§ **Page text**

————————

Over the past two months, the BD Working Group and the Product Working Group have been working together to negotiate a new fee split for FLI products. The current fee split between the Index Coop and DeFi Pulse is not economically sustainable and does not accurately reflect the work done by each party in launching, growing, and maintaining these products. This post proposes the official fee split offer for future Flexible Leverage Tokens (FLI).
Before diving into the offer and the reasoning behind it, we would like to reiterate the principles upon which the offer is based.
- We strive for value-accretive, successful, long-term relationships with our methodologists and other partners.
- In our negotiations, we strive to be more than generous.
- With whatever terms we produce, we understand that the market changes rapidly, our organization is changing rapidly, and we are more than willing to rediscuss previous terms in light of new information.
Borrowing heavily from @setoshi’s Methodologist Economic Agreement Principles we have three frameworks from DeFi and traditional business contexts which we can use to shape our thinking about a fair fee split for the FLI Suite.
- Yearn Strategists
- Index Licensing Deals
- Traditional Licensing Deals
Yearn Strategists (reference: YIP-52)
“Yearn charges a 2% management fee and a 20% performance fee for its vaults. From YIP-52, strategists earn 50% of ONLY the performance fee. Yearn does not split the management fee as: “There are a lot of constant costs on the protocol side. Operations, Development, maintenance, and R&D. These require a stable source of funding and should not be affected by Strategists.”
That said, strategists are expected to cover their own development, testing, gas, and monitoring costs. Note that development costs are one of the most rare/expensive commodities in this industry.”
Index Licensing Deals (reference: SPDR S&P 500 Index License Deal)
“When looking at the SPDR S&P 500 agreement, S&P Global receives an annual fee of $600k + 0.03% of AUM for the right to “use the S&P500 name and duplicate the index with its ETF”. In this case, SPDR’s take-rate is 0.065% - in which the total fee is 0.095% (awfully similar to the arrangement with the DeFi Pulse Index!). S&P does not need to do any of the heavy lifting, which includes fund management, marketing, and other expenses.”

————————

§ **Exercise prompt**
Reproduce the part of the FLI fee split post that opens with the words "Over the past" and closes with "more than generous.", switching each "offer" to "proposal".

Referring expression data
————————

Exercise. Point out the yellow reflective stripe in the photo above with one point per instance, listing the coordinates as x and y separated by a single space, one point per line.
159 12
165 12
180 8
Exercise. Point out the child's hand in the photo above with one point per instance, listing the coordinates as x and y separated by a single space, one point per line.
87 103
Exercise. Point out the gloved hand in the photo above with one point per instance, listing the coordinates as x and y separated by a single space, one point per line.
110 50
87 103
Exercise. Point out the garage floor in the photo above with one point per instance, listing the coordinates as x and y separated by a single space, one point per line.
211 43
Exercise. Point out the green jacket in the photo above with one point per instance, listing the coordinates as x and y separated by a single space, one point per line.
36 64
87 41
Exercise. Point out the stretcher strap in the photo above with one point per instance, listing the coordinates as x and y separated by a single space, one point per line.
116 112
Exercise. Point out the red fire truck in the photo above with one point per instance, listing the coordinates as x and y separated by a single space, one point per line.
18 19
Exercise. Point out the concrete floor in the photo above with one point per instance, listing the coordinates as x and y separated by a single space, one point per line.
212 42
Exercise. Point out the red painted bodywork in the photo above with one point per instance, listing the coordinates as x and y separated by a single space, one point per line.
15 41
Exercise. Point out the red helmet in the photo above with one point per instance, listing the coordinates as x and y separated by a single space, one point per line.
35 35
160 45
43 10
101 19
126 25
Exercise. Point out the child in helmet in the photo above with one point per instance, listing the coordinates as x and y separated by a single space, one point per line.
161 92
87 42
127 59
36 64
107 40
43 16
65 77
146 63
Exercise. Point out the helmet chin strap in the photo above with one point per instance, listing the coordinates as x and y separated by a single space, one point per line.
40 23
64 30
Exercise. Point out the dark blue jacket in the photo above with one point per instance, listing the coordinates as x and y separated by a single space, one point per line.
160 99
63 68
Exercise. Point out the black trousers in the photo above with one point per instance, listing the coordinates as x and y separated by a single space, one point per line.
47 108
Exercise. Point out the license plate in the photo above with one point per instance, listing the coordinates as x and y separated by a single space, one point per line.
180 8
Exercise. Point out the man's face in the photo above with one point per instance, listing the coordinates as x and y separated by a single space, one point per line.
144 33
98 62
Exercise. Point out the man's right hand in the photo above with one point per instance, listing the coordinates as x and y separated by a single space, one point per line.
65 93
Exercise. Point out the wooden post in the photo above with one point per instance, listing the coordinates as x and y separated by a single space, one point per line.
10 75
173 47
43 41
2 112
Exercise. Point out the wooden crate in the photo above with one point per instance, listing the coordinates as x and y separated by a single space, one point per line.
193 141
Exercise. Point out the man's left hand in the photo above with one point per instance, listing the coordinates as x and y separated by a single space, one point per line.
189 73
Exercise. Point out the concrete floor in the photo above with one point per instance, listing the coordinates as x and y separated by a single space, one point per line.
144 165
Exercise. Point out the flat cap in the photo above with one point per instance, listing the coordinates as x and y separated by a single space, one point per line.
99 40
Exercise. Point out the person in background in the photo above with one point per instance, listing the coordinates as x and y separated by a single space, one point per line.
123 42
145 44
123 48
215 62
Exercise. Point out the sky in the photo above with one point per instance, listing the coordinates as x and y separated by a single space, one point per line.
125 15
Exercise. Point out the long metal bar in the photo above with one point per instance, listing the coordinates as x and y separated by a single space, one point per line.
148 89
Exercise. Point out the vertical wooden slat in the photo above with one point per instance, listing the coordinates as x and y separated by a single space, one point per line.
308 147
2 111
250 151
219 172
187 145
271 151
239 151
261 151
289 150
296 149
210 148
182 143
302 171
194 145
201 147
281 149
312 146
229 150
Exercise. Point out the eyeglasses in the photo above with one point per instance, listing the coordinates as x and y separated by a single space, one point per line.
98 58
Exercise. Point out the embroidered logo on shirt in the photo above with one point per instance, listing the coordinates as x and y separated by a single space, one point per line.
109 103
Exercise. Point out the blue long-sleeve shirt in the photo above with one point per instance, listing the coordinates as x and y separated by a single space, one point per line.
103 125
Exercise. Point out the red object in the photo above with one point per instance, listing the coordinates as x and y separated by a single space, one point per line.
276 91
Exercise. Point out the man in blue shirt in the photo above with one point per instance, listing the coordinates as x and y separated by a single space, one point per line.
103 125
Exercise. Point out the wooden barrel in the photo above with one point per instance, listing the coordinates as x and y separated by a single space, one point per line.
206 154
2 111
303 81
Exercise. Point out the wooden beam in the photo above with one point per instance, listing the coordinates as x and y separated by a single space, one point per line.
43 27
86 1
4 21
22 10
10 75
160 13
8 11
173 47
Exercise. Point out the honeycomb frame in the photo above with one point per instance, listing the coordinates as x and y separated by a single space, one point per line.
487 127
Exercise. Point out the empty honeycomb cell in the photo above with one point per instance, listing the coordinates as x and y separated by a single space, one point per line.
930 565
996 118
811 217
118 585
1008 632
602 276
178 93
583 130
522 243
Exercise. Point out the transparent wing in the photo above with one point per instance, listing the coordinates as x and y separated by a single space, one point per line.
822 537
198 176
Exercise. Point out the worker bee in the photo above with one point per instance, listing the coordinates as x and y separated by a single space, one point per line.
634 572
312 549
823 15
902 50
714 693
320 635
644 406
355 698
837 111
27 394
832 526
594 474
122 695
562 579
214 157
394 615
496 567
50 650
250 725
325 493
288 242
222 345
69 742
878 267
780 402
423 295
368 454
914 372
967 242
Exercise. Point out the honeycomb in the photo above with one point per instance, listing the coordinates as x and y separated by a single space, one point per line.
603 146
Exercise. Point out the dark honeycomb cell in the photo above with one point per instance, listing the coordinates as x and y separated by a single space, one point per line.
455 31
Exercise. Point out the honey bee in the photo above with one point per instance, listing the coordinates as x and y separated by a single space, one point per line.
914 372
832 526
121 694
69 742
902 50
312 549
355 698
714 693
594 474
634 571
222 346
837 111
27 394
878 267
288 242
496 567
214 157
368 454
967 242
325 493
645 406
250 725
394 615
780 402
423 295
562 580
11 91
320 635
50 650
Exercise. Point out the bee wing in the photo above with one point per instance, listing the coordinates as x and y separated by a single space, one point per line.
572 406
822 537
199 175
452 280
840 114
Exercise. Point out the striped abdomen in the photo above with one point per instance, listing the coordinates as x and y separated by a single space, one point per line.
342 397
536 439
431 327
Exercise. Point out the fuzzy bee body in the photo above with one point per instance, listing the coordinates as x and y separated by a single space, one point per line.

————————

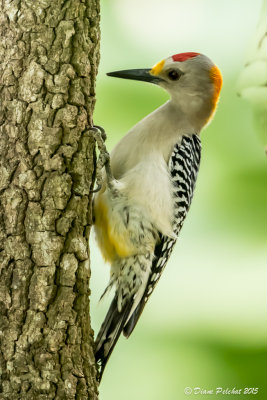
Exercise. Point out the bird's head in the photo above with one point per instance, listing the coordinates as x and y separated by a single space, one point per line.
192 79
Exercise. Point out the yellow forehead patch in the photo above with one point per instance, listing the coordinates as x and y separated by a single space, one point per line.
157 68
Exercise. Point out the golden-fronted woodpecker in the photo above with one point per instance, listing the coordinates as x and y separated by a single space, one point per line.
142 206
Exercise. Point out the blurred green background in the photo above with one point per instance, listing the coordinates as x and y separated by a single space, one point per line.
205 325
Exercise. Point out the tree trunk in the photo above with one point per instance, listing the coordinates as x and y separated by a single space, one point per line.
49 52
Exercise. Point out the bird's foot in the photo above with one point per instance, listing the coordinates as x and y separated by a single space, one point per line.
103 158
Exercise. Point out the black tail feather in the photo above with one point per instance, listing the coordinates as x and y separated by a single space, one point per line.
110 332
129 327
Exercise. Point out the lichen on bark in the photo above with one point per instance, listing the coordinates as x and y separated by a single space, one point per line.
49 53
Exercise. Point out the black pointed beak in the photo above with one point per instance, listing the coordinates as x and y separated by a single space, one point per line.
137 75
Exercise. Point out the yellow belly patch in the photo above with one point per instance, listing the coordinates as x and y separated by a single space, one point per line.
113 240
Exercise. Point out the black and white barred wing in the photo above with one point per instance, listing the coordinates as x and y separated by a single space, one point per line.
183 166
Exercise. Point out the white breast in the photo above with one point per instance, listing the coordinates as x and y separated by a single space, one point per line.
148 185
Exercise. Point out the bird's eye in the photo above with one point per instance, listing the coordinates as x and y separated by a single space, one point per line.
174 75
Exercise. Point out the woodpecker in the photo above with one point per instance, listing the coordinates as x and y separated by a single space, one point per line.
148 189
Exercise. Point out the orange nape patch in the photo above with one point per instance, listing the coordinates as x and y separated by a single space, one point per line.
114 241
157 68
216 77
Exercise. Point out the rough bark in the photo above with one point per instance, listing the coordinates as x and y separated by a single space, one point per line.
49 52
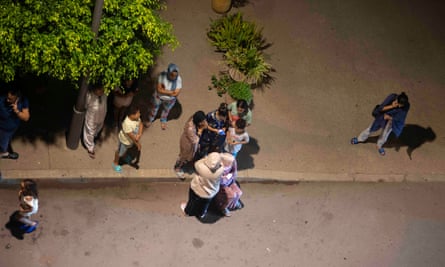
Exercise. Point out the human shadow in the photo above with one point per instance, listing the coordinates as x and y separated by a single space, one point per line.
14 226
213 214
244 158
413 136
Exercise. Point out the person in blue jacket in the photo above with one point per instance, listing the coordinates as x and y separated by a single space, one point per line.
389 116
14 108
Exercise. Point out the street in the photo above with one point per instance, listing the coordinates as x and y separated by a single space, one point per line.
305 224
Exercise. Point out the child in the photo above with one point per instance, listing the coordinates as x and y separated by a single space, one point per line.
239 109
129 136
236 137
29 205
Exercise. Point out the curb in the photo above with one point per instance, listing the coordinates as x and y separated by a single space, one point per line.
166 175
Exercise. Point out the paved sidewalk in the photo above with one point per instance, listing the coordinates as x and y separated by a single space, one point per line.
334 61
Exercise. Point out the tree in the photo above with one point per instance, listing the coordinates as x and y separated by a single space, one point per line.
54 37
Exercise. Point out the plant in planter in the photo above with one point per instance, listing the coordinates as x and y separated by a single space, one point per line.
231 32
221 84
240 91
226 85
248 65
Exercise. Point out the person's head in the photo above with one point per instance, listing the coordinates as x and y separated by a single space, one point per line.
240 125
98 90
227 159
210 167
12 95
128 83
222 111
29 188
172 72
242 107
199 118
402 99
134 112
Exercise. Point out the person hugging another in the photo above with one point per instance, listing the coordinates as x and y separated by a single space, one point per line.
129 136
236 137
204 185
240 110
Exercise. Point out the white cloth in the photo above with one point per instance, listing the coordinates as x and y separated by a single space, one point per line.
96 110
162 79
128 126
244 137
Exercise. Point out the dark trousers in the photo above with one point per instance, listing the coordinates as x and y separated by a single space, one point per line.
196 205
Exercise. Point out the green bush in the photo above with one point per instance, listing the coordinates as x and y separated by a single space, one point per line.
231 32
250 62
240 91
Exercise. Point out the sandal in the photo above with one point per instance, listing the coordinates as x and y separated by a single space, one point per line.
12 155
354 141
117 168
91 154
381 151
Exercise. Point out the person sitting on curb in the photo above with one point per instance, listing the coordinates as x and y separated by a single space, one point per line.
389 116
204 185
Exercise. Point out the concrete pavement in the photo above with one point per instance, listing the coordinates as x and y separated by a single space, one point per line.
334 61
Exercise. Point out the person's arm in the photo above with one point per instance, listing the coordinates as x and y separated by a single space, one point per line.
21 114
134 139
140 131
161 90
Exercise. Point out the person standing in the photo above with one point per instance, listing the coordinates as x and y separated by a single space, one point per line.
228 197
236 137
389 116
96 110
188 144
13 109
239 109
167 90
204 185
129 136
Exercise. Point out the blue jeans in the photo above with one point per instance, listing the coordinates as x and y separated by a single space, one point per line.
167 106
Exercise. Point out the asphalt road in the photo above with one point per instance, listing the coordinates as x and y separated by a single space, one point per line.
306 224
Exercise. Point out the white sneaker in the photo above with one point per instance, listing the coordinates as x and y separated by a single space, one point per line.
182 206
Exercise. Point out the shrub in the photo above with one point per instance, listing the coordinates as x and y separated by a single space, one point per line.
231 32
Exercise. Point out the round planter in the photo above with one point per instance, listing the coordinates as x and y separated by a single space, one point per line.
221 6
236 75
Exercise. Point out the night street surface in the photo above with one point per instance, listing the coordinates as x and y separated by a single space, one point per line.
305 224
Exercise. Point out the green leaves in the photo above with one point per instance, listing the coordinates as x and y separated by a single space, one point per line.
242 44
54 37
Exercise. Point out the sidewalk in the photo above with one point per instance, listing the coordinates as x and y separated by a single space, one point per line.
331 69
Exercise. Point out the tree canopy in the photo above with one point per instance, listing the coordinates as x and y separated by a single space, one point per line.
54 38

————————

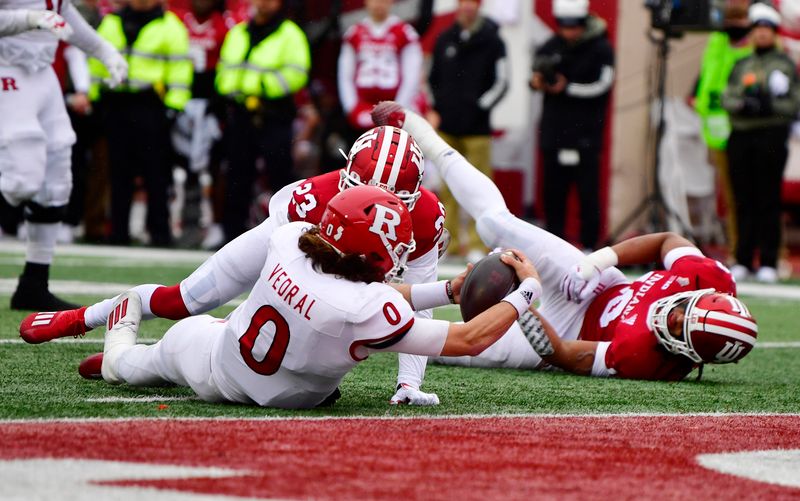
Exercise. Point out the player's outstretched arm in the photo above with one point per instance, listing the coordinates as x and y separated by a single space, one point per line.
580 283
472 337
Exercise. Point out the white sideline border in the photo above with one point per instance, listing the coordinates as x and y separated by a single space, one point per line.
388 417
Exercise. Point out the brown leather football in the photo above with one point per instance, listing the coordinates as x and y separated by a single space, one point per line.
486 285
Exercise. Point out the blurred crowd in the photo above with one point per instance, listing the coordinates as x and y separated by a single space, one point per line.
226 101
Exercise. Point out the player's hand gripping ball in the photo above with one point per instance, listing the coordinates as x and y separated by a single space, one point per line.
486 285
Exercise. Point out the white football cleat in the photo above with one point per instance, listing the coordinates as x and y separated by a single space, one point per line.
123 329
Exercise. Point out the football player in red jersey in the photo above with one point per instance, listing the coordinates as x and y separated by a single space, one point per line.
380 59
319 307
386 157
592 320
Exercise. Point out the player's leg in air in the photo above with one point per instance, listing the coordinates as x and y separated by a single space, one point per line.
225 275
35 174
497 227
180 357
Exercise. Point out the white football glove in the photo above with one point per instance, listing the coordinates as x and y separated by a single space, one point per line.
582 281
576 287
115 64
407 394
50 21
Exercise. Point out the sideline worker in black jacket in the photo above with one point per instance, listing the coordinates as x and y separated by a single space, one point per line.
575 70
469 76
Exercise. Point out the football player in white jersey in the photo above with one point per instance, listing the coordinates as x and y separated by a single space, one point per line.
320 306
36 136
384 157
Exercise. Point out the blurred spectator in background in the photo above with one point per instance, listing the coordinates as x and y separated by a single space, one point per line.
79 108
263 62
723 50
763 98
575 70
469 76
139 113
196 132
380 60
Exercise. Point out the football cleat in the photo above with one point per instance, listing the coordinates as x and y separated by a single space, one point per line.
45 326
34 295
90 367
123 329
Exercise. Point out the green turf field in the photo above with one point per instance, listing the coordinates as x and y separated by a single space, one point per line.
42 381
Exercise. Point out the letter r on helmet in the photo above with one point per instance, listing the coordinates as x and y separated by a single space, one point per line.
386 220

————————

§ **Finished task**
Over the past two months, the BD Working Group and the Product Working Group have been working together to negotiate a new fee split for FLI products. The current fee split between the Index Coop and DeFi Pulse is not economically sustainable and does not accurately reflect the work done by each party in launching, growing, and maintaining these products. This post proposes the official fee split proposal for future Flexible Leverage Tokens (FLI).
Before diving into the proposal and the reasoning behind it, we would like to reiterate the principles upon which the proposal is based.
- We strive for value-accretive, successful, long-term relationships with our methodologists and other partners.
- In our negotiations, we strive to be more than generous.